**Material for this exercise**
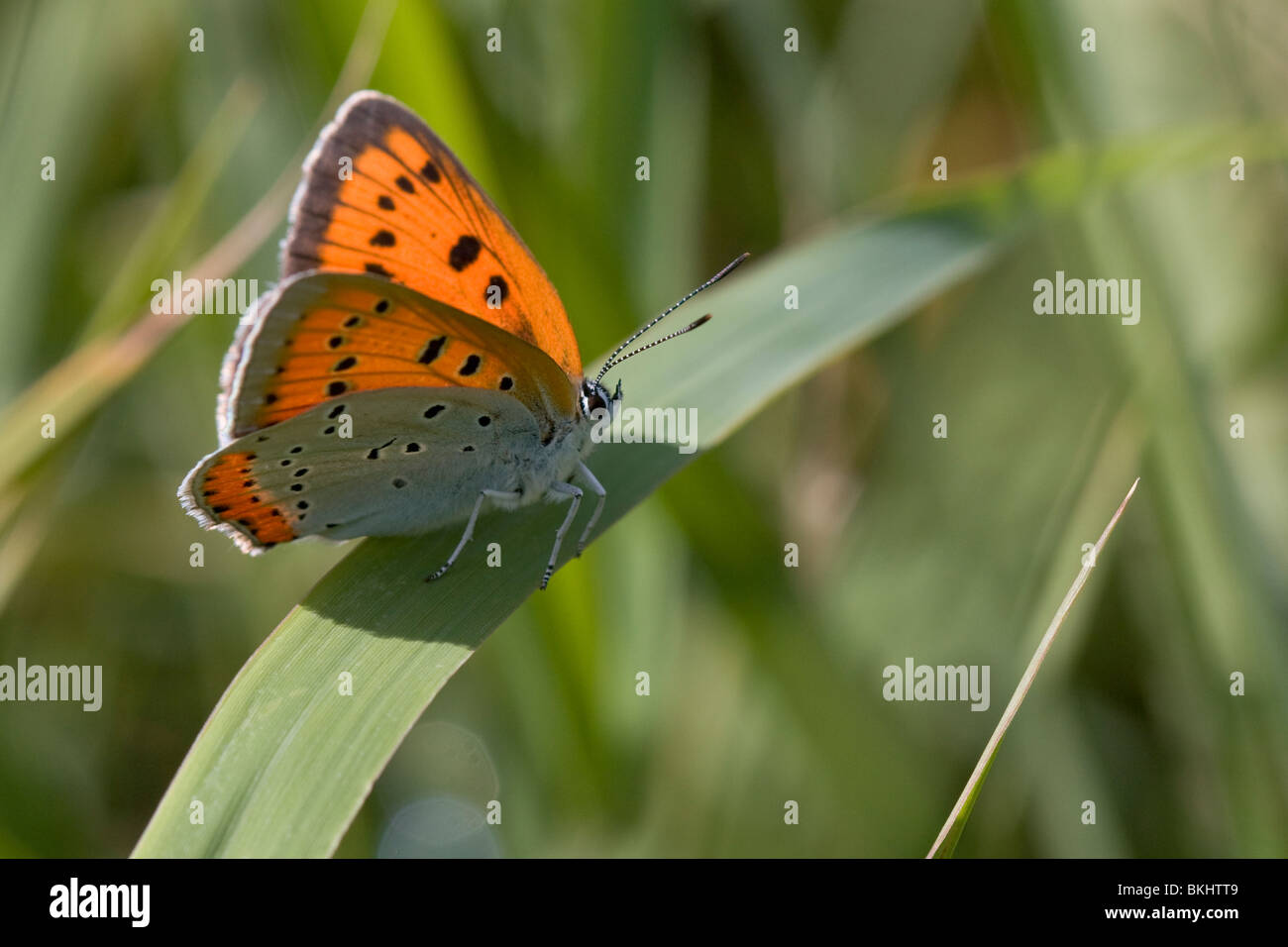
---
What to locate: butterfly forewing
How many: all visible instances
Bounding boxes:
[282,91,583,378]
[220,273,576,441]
--
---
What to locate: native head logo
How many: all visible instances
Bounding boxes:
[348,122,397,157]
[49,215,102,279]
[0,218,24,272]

**Stated goal**
Pull out each of the lines above that contains the word "locate" and list them.

**Right answer**
What to locate: butterfly forewing
What to locate: native head logo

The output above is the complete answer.